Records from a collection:
------

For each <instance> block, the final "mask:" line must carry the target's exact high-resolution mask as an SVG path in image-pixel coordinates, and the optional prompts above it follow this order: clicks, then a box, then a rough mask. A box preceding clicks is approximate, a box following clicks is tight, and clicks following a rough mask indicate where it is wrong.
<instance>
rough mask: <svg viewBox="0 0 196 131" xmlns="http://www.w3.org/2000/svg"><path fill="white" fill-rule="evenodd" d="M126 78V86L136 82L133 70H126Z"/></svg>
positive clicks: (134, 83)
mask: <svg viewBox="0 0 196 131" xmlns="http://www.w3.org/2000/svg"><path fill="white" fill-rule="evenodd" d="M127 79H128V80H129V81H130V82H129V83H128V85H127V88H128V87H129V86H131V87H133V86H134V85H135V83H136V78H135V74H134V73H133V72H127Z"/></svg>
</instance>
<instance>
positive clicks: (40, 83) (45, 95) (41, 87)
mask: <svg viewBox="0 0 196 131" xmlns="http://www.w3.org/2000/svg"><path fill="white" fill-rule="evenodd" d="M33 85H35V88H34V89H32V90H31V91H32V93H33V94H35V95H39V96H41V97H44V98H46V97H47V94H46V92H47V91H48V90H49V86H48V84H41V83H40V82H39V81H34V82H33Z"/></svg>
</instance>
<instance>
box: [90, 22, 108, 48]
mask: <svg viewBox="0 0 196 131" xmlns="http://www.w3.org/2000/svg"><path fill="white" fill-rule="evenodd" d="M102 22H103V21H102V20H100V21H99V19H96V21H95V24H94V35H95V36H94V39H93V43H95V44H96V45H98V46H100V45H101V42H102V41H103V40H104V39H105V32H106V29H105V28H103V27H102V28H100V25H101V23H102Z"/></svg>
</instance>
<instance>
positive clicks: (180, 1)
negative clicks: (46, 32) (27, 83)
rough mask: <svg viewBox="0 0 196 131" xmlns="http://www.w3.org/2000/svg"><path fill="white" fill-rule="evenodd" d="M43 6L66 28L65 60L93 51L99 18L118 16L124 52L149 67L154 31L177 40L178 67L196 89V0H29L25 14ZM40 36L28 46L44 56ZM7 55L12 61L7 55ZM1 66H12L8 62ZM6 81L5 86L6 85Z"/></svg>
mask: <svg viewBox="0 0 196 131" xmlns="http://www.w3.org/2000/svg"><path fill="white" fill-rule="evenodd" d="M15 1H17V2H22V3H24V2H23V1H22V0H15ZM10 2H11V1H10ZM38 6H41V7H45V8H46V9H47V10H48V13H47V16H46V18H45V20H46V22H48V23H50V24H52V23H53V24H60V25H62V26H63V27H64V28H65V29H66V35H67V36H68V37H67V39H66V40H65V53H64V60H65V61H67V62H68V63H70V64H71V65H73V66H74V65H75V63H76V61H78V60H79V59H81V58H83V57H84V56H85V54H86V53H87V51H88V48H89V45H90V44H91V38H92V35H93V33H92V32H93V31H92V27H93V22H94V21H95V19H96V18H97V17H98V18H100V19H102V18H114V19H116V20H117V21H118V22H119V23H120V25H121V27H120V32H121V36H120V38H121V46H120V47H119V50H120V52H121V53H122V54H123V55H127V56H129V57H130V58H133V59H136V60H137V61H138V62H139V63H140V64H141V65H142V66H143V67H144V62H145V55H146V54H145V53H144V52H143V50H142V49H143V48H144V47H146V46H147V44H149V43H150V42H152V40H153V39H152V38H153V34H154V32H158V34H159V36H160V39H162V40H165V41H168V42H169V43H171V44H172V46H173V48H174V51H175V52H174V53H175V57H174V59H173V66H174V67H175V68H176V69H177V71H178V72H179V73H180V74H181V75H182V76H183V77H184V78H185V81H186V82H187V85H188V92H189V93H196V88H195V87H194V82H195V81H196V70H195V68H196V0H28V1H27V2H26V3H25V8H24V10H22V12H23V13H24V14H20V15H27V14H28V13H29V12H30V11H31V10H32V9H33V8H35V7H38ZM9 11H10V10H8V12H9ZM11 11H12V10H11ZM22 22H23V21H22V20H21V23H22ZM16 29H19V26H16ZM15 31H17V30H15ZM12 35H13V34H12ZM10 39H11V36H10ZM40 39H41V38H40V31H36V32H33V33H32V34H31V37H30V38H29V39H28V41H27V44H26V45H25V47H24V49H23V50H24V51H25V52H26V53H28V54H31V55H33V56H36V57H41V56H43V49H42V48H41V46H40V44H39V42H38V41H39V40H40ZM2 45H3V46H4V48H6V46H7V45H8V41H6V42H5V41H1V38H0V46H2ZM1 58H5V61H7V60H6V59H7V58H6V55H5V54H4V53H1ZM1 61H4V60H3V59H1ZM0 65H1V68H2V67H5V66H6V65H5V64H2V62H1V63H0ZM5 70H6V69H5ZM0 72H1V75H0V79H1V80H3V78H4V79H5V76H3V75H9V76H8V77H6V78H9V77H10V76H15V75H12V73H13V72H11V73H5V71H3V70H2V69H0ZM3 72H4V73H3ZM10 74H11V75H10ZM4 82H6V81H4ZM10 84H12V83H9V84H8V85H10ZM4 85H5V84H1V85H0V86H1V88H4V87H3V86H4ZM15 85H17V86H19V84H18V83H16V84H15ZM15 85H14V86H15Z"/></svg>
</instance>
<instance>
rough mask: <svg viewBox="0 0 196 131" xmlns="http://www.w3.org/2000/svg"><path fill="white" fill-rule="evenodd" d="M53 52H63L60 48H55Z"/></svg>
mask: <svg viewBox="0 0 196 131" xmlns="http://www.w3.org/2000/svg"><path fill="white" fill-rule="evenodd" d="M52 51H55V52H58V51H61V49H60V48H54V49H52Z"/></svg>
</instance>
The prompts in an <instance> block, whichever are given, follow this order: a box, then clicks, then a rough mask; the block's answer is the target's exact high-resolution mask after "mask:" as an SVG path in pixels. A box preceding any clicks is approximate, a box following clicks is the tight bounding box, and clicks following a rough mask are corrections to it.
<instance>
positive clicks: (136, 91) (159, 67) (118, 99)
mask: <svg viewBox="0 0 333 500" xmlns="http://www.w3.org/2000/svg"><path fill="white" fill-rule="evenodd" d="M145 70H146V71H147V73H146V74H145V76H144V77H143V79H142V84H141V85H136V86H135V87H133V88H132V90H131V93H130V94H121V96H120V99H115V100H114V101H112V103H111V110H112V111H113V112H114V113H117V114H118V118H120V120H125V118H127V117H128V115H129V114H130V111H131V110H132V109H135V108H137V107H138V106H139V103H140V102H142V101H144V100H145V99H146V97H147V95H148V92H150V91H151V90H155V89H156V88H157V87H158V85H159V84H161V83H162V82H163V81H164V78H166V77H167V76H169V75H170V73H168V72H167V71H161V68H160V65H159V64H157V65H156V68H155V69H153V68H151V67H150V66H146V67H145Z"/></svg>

------

## What is expected
How many lines of the entries contain "exact"? Answer with a number alone.

## Worked solution
2